◆ Directions ◆
Lay out the stretch of the records from the line that contains "Could you spot the melting" through the end of the records as a two-column CSV headed instruction and points. Give one row for each text with its answer, and put each in a single quoted field with line breaks changed to spaces.
········
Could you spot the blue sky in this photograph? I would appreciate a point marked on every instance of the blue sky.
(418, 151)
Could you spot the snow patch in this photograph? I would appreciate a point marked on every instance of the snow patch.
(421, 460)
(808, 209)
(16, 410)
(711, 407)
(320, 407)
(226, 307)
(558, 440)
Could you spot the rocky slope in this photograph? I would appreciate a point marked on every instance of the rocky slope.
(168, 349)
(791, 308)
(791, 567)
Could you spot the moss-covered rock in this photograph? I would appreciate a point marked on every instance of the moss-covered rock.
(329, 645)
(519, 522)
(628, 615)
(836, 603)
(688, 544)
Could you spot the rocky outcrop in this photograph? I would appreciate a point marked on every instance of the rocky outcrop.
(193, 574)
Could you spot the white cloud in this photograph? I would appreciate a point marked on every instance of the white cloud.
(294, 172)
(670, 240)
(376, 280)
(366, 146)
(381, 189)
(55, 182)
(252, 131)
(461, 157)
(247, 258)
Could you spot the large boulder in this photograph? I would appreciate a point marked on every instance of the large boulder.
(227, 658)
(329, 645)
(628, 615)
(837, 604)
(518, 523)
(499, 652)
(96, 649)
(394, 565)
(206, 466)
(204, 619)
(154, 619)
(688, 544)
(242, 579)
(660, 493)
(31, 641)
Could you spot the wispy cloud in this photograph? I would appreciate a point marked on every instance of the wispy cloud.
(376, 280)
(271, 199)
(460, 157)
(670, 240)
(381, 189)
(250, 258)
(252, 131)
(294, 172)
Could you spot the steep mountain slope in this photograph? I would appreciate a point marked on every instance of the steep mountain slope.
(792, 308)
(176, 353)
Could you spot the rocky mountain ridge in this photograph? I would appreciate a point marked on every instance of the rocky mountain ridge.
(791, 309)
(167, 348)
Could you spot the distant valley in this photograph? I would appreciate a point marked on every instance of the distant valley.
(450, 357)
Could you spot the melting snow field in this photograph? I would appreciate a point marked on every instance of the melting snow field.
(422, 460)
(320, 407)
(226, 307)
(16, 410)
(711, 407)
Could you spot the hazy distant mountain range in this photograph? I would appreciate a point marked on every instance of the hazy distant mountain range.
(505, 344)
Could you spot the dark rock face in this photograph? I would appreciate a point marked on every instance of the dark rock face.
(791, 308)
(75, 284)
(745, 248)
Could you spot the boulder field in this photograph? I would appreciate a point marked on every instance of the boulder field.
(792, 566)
········
◆ Reply ◆
instruction,points
"Could you spot the melting snow field in this photograph? I would appreciate a point marked on every instance of the melting snow field.","(422, 460) (320, 407) (226, 307) (16, 410) (711, 407)"
"Could you spot the hazy distant mountain range in this photograph? I would appreciate a point marked on every instance of the hazy distant mountain range.","(505, 344)"
"Could you spot the dark rock face in this photograph? I would appreciate a point marked on every instance of the dark rock face.","(791, 308) (75, 284) (745, 248)"
"Could you spot the boulder field in this photograph? I would appreciate a point marked on every instance of the boulder field.","(792, 566)"